Saved entries
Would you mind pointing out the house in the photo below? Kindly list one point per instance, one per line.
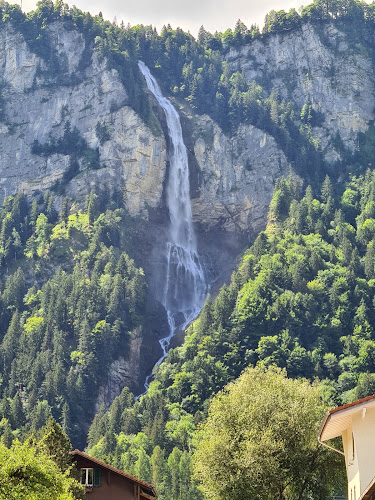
(104, 482)
(355, 423)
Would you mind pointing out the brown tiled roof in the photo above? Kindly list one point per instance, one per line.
(117, 471)
(358, 402)
(369, 492)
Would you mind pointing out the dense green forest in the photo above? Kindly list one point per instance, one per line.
(69, 298)
(303, 299)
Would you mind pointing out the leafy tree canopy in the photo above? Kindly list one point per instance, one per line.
(259, 441)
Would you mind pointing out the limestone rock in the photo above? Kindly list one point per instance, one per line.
(237, 176)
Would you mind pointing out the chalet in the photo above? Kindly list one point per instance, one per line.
(104, 482)
(355, 423)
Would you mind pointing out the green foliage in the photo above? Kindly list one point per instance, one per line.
(27, 472)
(63, 324)
(302, 299)
(259, 441)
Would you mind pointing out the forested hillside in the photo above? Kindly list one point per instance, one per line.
(69, 300)
(302, 299)
(88, 212)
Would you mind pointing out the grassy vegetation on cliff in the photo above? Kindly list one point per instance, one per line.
(303, 299)
(69, 298)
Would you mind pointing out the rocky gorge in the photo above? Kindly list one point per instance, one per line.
(232, 174)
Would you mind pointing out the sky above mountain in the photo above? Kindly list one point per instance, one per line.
(188, 15)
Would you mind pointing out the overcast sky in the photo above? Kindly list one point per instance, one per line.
(188, 15)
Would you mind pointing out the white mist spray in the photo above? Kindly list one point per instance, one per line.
(185, 286)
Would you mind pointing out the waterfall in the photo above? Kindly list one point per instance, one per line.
(184, 287)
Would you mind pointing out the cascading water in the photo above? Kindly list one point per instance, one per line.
(185, 286)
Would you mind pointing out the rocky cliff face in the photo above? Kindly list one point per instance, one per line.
(232, 176)
(235, 175)
(38, 109)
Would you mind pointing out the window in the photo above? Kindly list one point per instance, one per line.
(90, 477)
(353, 452)
(87, 477)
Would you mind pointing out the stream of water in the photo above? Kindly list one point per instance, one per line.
(185, 287)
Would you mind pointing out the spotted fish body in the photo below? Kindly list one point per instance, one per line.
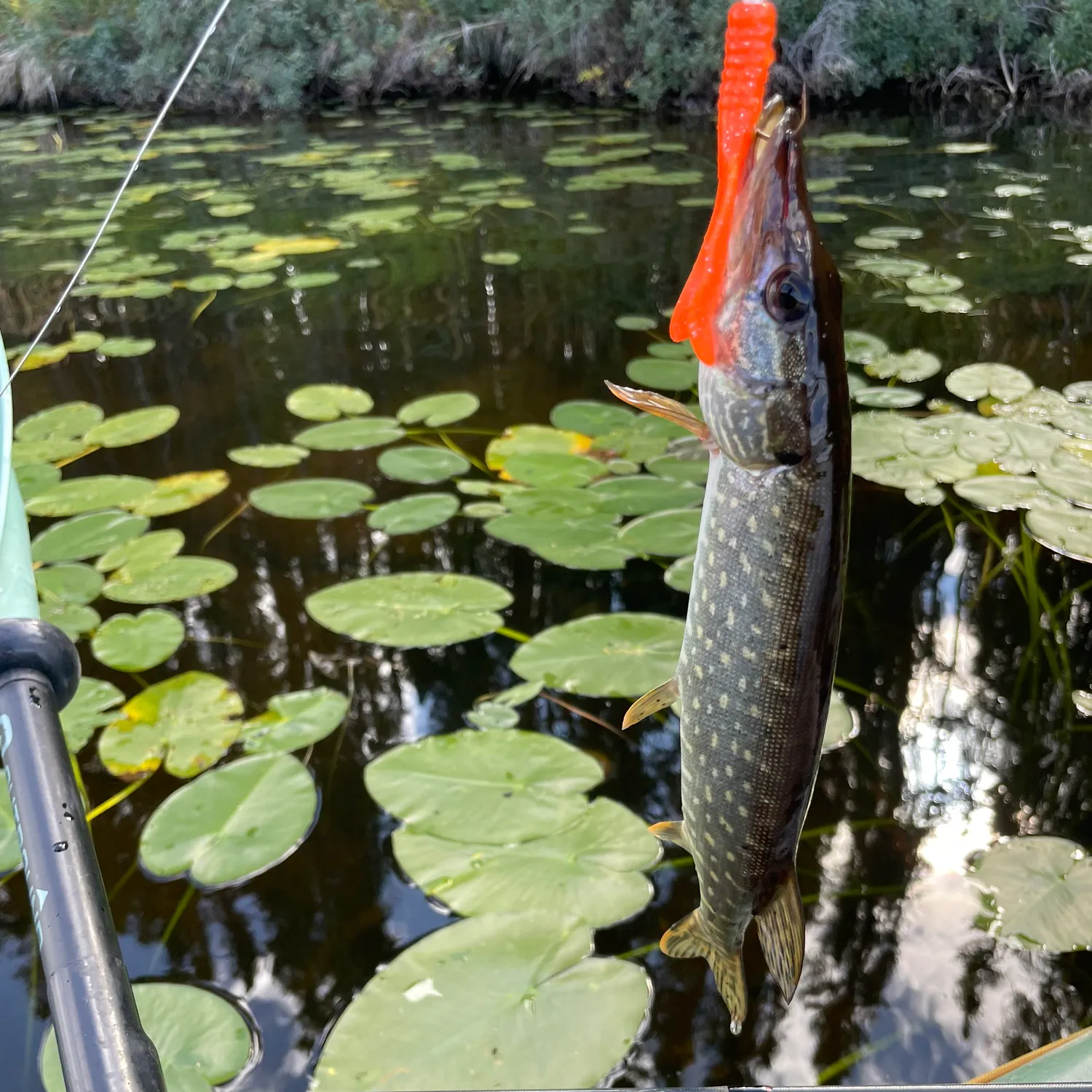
(757, 664)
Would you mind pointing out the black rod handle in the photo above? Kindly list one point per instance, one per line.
(103, 1046)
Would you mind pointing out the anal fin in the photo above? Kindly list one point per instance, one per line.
(660, 405)
(652, 703)
(674, 832)
(689, 938)
(781, 934)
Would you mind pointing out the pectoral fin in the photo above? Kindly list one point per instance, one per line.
(690, 938)
(652, 703)
(660, 405)
(674, 832)
(781, 933)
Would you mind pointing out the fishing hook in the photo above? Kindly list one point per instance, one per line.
(122, 189)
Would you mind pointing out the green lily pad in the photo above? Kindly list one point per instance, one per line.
(644, 494)
(421, 464)
(910, 367)
(887, 397)
(497, 788)
(137, 642)
(670, 533)
(89, 495)
(589, 417)
(411, 609)
(127, 347)
(89, 535)
(1039, 890)
(616, 655)
(637, 323)
(554, 471)
(317, 280)
(591, 869)
(268, 456)
(997, 493)
(144, 552)
(179, 578)
(356, 434)
(435, 411)
(11, 858)
(202, 1039)
(294, 721)
(232, 823)
(663, 375)
(135, 426)
(66, 422)
(92, 707)
(34, 478)
(974, 381)
(187, 722)
(312, 498)
(69, 583)
(464, 991)
(328, 401)
(410, 515)
(843, 723)
(679, 574)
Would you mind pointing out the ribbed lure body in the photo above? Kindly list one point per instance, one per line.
(748, 54)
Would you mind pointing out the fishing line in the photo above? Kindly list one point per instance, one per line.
(122, 189)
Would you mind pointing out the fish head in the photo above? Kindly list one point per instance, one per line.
(764, 395)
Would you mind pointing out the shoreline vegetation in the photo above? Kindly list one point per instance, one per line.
(280, 56)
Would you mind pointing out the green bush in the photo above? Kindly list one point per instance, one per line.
(277, 55)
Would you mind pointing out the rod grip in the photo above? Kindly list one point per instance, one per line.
(103, 1046)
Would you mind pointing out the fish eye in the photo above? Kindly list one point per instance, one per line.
(788, 296)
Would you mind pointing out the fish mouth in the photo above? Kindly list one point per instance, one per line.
(771, 221)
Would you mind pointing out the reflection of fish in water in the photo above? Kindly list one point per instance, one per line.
(757, 663)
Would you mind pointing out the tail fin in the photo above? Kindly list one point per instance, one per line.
(690, 938)
(781, 933)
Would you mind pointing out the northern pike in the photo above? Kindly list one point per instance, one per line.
(757, 664)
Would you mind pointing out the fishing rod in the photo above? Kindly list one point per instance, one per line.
(102, 1044)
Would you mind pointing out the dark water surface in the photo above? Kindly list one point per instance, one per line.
(899, 984)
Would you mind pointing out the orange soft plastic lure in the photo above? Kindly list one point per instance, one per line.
(748, 54)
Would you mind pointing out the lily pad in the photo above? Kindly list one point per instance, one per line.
(974, 381)
(90, 709)
(642, 494)
(410, 515)
(464, 991)
(87, 535)
(1039, 893)
(679, 574)
(202, 1039)
(231, 823)
(411, 609)
(268, 456)
(668, 533)
(357, 434)
(135, 426)
(494, 788)
(328, 401)
(179, 578)
(435, 411)
(294, 721)
(591, 869)
(312, 498)
(187, 722)
(663, 375)
(127, 347)
(179, 493)
(421, 464)
(137, 642)
(615, 655)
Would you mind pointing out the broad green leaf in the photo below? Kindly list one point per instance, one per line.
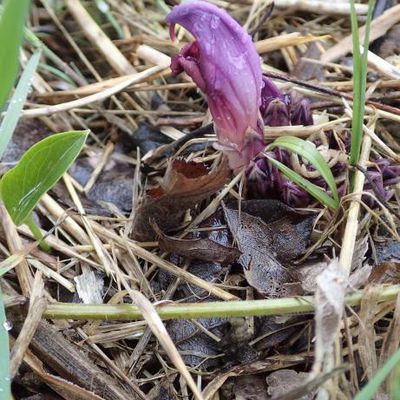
(38, 171)
(373, 385)
(12, 23)
(5, 391)
(311, 154)
(312, 189)
(17, 102)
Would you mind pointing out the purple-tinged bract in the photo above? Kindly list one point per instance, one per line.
(224, 63)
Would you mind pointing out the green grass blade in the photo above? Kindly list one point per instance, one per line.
(312, 189)
(17, 103)
(38, 171)
(12, 23)
(311, 154)
(5, 392)
(373, 385)
(360, 68)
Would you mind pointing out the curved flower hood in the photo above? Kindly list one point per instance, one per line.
(224, 63)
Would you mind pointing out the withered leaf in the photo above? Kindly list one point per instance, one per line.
(329, 308)
(262, 270)
(198, 249)
(184, 185)
(289, 231)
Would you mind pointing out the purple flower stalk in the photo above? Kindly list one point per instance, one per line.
(224, 64)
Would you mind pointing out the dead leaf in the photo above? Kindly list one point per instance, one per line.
(250, 388)
(385, 273)
(329, 307)
(262, 270)
(184, 185)
(287, 384)
(284, 381)
(198, 249)
(289, 231)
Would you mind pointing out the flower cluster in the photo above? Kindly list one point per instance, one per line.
(223, 62)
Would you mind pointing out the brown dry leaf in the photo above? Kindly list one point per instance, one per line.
(66, 359)
(184, 185)
(367, 336)
(283, 381)
(250, 388)
(196, 249)
(262, 270)
(329, 307)
(288, 384)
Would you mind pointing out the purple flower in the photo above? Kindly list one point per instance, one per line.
(224, 64)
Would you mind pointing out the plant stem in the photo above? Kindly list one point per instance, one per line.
(4, 353)
(290, 305)
(37, 234)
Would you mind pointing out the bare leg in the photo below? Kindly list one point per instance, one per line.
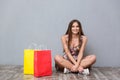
(59, 60)
(88, 61)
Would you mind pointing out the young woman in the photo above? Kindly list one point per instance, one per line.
(74, 42)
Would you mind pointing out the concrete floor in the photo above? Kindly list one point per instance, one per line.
(15, 72)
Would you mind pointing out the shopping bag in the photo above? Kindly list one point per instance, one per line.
(28, 61)
(42, 63)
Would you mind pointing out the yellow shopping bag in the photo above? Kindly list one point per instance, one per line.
(28, 61)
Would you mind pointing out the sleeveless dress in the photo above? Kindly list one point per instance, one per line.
(74, 52)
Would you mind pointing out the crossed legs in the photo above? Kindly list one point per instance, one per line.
(85, 62)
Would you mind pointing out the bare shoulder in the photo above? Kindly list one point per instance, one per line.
(84, 38)
(64, 37)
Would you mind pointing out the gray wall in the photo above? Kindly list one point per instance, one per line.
(23, 22)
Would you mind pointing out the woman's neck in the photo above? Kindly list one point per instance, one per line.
(74, 36)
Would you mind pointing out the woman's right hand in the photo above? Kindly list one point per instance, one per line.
(74, 68)
(80, 69)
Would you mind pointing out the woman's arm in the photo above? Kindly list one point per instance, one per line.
(80, 55)
(65, 47)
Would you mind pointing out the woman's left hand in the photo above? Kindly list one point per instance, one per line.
(74, 68)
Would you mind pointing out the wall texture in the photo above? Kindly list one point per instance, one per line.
(23, 22)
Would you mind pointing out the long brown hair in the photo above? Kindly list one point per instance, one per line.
(69, 31)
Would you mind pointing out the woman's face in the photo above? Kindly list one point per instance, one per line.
(75, 28)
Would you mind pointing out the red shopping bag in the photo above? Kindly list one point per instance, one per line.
(42, 63)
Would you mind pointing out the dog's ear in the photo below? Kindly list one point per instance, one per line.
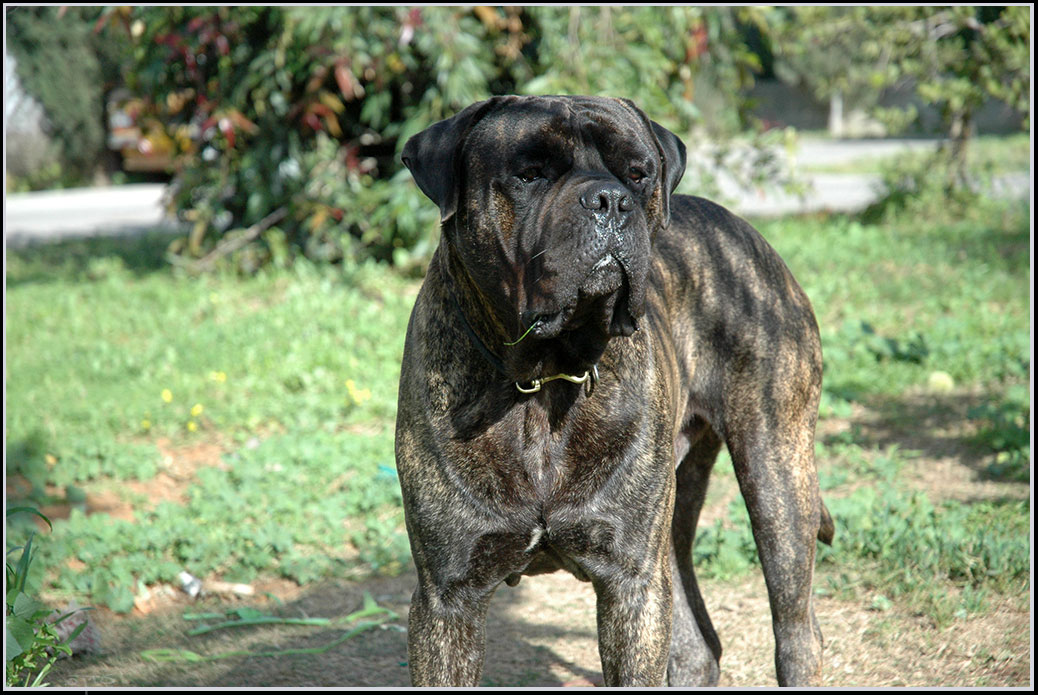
(672, 156)
(673, 160)
(432, 156)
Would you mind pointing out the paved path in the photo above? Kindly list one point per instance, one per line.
(121, 210)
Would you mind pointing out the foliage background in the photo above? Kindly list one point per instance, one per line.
(282, 124)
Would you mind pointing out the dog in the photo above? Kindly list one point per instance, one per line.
(584, 342)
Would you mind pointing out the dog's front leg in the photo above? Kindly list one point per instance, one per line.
(634, 615)
(446, 638)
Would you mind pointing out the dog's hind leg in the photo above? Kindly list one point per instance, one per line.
(694, 647)
(446, 639)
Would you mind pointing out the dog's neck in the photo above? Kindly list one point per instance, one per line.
(573, 354)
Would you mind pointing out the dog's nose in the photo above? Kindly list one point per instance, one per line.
(606, 198)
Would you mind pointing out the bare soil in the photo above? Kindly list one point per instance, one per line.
(542, 633)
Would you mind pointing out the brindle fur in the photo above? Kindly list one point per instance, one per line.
(702, 338)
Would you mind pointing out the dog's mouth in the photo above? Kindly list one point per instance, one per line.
(601, 302)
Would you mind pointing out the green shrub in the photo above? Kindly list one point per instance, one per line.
(301, 111)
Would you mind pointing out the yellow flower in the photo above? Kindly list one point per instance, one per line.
(357, 395)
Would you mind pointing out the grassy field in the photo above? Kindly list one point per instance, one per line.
(242, 428)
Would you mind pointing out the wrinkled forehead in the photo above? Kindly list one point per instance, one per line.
(546, 128)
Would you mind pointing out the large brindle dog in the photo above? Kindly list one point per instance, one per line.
(583, 344)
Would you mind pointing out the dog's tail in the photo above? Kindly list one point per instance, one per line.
(827, 529)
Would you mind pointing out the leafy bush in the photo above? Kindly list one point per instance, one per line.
(69, 67)
(300, 111)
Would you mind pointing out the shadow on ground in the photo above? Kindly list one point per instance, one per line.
(521, 648)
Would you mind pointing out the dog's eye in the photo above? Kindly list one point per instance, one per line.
(529, 174)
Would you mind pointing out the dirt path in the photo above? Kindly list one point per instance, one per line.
(542, 634)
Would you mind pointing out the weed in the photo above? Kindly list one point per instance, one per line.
(32, 642)
(1006, 429)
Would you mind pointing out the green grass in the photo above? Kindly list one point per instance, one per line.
(112, 355)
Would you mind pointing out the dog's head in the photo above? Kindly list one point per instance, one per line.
(551, 203)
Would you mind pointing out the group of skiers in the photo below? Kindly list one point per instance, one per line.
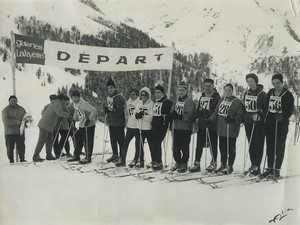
(218, 119)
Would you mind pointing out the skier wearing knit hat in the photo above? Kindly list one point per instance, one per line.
(115, 118)
(280, 102)
(182, 116)
(255, 107)
(160, 123)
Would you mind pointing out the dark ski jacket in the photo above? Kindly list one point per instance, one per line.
(161, 114)
(236, 111)
(286, 107)
(187, 114)
(10, 116)
(202, 115)
(260, 107)
(51, 114)
(116, 117)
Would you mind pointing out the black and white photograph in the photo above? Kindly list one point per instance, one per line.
(151, 112)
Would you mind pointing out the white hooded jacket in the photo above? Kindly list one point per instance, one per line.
(130, 113)
(145, 122)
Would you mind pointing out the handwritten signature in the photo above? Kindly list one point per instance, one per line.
(280, 216)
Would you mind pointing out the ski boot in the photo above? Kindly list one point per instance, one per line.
(112, 158)
(37, 158)
(157, 166)
(182, 169)
(196, 167)
(133, 163)
(140, 164)
(120, 163)
(211, 168)
(50, 157)
(175, 167)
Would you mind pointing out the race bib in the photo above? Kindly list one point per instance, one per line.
(205, 103)
(131, 110)
(157, 109)
(224, 108)
(275, 104)
(145, 110)
(179, 107)
(110, 102)
(251, 103)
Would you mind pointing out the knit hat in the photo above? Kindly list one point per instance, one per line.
(75, 93)
(182, 84)
(110, 83)
(12, 97)
(160, 88)
(278, 76)
(136, 91)
(253, 76)
(53, 97)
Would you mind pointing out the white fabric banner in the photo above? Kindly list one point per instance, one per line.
(106, 59)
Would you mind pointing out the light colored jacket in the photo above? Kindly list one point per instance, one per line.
(51, 114)
(84, 111)
(146, 122)
(10, 117)
(130, 113)
(235, 110)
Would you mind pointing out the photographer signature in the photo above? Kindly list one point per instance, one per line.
(280, 216)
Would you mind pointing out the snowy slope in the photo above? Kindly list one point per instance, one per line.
(234, 32)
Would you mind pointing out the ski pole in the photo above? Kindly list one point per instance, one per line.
(67, 137)
(105, 134)
(87, 145)
(141, 141)
(210, 147)
(193, 145)
(56, 133)
(249, 145)
(227, 145)
(206, 149)
(275, 148)
(172, 146)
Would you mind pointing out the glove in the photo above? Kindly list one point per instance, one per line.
(229, 120)
(204, 112)
(106, 110)
(180, 116)
(255, 117)
(87, 121)
(278, 117)
(208, 122)
(139, 115)
(174, 115)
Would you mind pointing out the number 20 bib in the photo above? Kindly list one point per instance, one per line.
(110, 102)
(224, 108)
(204, 103)
(157, 109)
(179, 107)
(251, 103)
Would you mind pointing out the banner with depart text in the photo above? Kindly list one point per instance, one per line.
(37, 51)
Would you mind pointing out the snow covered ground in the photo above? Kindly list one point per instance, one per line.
(49, 194)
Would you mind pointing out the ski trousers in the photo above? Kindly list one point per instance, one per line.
(231, 150)
(116, 138)
(282, 131)
(181, 146)
(202, 138)
(256, 147)
(82, 138)
(15, 139)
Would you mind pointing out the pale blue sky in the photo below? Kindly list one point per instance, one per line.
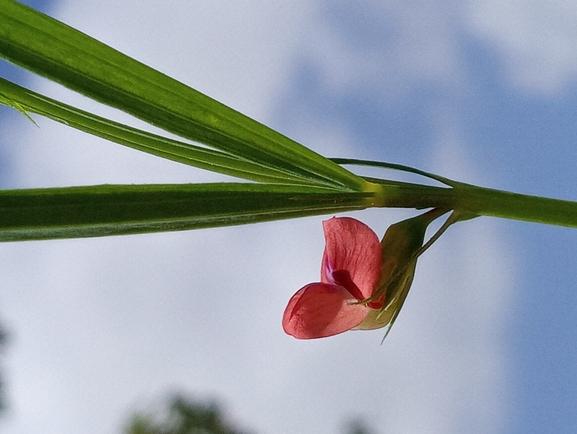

## Exercise objective
From the line containing "Would you mind pointing out the number" down to the end of the data above, reproduce each line exactly; no pictures.

## Output
Would you mind pointing out the number 20 bib in the photo above? Kindly list one point per instance, one per line.
(110, 102)
(224, 108)
(204, 103)
(157, 109)
(179, 107)
(251, 103)
Would you mind pointing out the banner with depart text in the photo above? Kindly list one point per instance, one per line.
(37, 51)
Would you mind pointing out the snow covered ground in the photo above? Kindly list one point per instance, one per line.
(49, 194)
Would you mind pointing out the ski trousers in the photo above? Kindly list one point per instance, one per line.
(231, 150)
(116, 138)
(282, 131)
(181, 146)
(202, 138)
(256, 147)
(82, 138)
(15, 139)
Would you mind pointing out the pale blue sky in the photo below? Kindly list one point per instance, one per line.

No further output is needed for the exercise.